What you need to do
Copy each row below verbatim, leaving out the pictures.

Point labeling rows
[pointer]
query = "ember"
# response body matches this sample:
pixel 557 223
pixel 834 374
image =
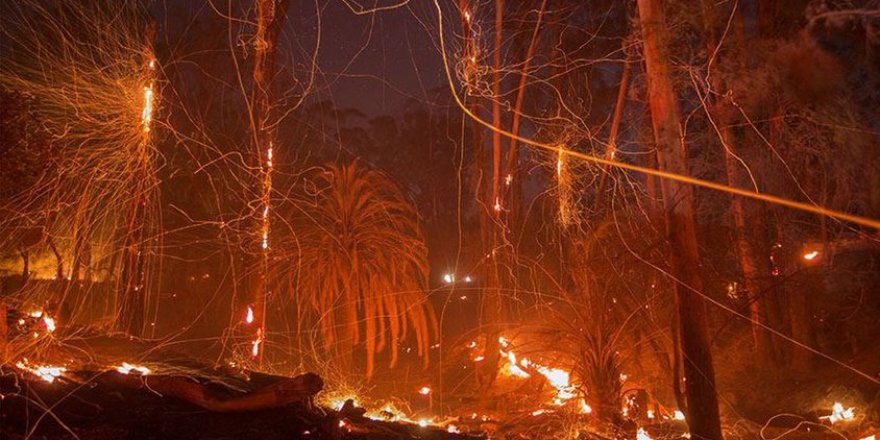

Written response
[pointer]
query = "ember"
# response body matches this sample:
pixel 557 223
pixel 834 374
image =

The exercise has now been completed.